→ **RECORDS FOR THE EXERCISE**:
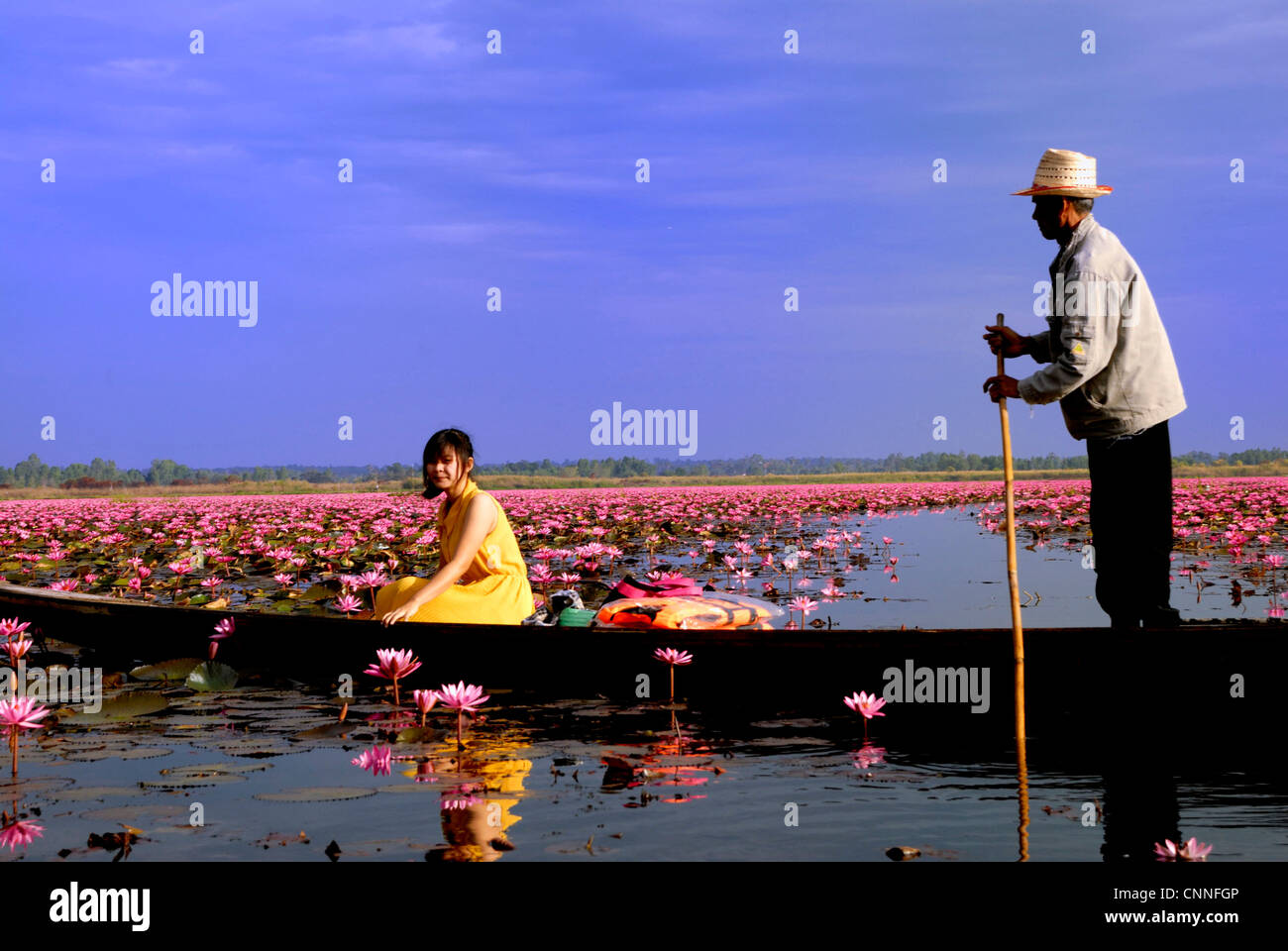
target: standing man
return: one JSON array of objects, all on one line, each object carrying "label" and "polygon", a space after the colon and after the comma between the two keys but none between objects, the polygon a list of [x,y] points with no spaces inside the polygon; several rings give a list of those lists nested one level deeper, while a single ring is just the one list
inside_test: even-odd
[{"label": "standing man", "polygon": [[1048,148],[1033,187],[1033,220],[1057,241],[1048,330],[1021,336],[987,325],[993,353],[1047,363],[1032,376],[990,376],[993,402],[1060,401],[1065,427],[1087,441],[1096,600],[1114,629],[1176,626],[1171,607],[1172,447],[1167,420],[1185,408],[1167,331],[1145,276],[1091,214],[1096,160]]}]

---

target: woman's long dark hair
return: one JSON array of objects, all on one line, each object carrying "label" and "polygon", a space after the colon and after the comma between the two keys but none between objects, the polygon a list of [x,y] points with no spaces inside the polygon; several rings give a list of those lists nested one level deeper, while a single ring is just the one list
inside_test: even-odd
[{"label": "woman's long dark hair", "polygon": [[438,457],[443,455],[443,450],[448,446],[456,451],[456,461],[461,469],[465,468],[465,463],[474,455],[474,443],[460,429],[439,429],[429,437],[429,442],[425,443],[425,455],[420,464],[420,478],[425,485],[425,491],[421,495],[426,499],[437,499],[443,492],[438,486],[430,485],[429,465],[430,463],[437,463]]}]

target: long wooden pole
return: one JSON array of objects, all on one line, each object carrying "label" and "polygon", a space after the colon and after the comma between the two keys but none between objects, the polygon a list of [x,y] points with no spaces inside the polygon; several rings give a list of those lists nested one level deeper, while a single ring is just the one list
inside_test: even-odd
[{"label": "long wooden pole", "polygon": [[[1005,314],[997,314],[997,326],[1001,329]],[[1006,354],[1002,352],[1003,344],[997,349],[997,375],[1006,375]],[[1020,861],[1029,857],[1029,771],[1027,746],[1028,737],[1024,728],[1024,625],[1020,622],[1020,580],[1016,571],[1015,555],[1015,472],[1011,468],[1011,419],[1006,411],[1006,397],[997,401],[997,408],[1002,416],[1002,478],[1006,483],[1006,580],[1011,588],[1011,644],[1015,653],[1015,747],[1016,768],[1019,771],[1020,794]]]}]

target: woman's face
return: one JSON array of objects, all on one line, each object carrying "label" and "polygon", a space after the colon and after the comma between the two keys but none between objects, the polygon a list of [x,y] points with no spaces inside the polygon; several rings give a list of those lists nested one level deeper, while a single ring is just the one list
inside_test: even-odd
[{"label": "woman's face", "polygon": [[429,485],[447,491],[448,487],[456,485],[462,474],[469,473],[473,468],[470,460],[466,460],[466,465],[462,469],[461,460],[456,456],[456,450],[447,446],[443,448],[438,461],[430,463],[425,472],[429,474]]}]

→ **YOUR INSTRUCTIONS**: Copy out each line of the records above that contains the string "woman".

→ **THE REPLY**:
target: woman's long dark hair
[{"label": "woman's long dark hair", "polygon": [[438,457],[443,455],[443,450],[448,446],[456,451],[456,461],[461,469],[465,468],[465,463],[474,455],[474,443],[460,429],[439,429],[429,437],[429,442],[425,443],[425,455],[420,464],[420,478],[425,485],[425,491],[421,495],[426,499],[437,499],[443,492],[438,486],[430,485],[429,465],[430,463],[437,463]]}]
target: woman's face
[{"label": "woman's face", "polygon": [[429,485],[447,491],[448,487],[456,485],[462,474],[469,473],[473,468],[470,460],[466,460],[466,465],[462,469],[461,460],[456,456],[456,450],[447,446],[443,448],[438,461],[430,463],[425,472],[429,474]]}]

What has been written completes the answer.